- _What you will do_
1. In the article on women's unpaid labor in academia, how many more minutes per week did female FSSE respondents spend on service tasks than male respondents, on average?
2. Continue the article on women's unpaid labor in academia, starting after its last sentence.

- _Source extract_
┄┄┄┄┄┄

In today’s unsurprising news, a new study has found that women in academia perform more unpaid labor than men. Researchers writing in the journal Research in Higher Education say female professors are more likely—and more expected—to give their time to students, while their better-compensated male colleagues use those same hours to publish, conduct research, and advance their careers.

Education experts culled data from the 2014 Faculty Survey of Student Engagement (FSSE), which asked nearly 19,000 faculty members at 143 colleges about their interactions with their students. They also dug into detailed faculty activity reports at two institutions.

The results showed a significant difference in the way academic men and women spent their time. Female respondents to the FSSE spent an average of 30 minutes more per week on service tasks like advising students, serving on committees, and leading extracurricular activities. Even among full professors, women devoted significantly more time to service activities than their male counterparts. This was true even after the researchers controlled for variables like race, academic department, and university.

┄┄┄┄┄┄

Records excerpted from a collection:
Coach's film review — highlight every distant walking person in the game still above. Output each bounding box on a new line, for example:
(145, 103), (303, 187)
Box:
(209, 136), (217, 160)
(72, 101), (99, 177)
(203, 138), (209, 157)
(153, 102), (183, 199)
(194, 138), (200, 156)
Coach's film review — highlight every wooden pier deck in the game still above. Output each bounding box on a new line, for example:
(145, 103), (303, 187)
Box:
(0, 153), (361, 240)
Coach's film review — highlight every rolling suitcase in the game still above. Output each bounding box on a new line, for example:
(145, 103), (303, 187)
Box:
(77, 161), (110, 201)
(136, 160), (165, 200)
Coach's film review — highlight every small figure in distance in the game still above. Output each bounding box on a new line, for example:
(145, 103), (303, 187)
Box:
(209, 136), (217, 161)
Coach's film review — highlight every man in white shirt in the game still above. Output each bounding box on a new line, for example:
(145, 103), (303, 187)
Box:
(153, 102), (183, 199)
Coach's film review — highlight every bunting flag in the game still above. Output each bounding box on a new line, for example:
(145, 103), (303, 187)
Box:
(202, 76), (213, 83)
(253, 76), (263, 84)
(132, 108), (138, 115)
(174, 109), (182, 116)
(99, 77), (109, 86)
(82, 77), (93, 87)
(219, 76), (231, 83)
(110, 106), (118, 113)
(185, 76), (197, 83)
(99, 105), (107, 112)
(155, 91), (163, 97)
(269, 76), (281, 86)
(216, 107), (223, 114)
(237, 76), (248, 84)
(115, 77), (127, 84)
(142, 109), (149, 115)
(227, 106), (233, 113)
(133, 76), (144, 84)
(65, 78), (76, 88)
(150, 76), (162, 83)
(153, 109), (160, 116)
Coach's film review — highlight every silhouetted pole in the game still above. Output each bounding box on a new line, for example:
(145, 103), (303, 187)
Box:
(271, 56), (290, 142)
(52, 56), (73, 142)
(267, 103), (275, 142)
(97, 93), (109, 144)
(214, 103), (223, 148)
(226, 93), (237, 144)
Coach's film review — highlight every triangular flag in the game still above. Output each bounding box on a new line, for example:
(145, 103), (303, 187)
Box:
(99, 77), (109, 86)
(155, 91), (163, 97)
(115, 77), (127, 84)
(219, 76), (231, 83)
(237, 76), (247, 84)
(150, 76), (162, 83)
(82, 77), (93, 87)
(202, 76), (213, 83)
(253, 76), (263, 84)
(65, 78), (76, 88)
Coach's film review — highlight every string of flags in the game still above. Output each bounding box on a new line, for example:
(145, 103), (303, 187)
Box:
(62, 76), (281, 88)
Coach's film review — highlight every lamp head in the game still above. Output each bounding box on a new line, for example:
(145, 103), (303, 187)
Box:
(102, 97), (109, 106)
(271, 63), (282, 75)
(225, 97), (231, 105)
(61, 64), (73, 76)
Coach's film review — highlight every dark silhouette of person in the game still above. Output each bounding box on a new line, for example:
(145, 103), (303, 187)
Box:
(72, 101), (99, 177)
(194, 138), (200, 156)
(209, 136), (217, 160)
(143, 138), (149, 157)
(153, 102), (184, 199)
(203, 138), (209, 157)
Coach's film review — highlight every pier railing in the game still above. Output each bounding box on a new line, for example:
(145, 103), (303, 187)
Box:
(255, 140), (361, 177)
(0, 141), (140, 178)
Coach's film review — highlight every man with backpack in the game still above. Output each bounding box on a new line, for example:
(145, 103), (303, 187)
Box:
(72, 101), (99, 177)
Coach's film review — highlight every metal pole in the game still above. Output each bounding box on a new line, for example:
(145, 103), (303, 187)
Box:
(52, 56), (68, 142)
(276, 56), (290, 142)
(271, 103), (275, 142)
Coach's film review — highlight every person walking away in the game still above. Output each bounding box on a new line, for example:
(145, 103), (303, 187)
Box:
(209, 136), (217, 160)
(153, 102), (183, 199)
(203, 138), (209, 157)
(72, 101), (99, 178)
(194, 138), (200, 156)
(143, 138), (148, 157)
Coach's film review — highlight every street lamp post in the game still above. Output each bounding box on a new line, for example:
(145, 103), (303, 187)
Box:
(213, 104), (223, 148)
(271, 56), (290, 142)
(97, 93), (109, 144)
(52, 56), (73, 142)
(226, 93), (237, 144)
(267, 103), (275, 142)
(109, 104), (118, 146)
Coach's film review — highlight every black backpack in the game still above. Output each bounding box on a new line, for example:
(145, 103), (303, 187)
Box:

┄┄┄┄┄┄

- _Expected results_
1. An average of 30 minutes more per week.

2.
The paper’s authors couldn’t pinpoint the root cause (or causes) of this disparity, but there are plenty of theories. Journalism professor Amy Quinn of Rowan University says gender stereotypes may have something to do with it. “[Women are] the ones students usually talk to about their personal crises,” she told Newsweek. “They tend to come to the women for the ‘mom things.’”

The gender breakdown is likely not the result of any conscious decisions, but rather of differing cultural expectations and career opportunities. “Women are less conditioned to saying no to things,” Sara Thompson of the University of Maryland said in Newsweek, “and having to work harder than men for the same opportunities since they’re sometimes seen as starting at a lower point.”

The unfortunate reality is that saying “yes” to mentoring students means saying “no” to something else that may be more likely to lead to tenure or a higher salary. This phenomenon is, of course, not unique to academia, but can be seen across many major career fields, from finance to medicine.

On average, women are paid less than men for the same work. They’re also less likely to get high-paying jobs or work in more financially lucrative fields.

But the operative word there is “average.” When the numbers are broken out to focus on women of color, overweight women, and LGBT people, the inequalities are even greater.

Paper author Cassandra M. Guarino of UC-Riverside said recognizing the issue is a good first step.

“There’s no woman who loves [unpaid labor] more than men,” she told Inside Higher Ed. “But until we see evidence and we can really help women say no, it’s just going to keep happening.”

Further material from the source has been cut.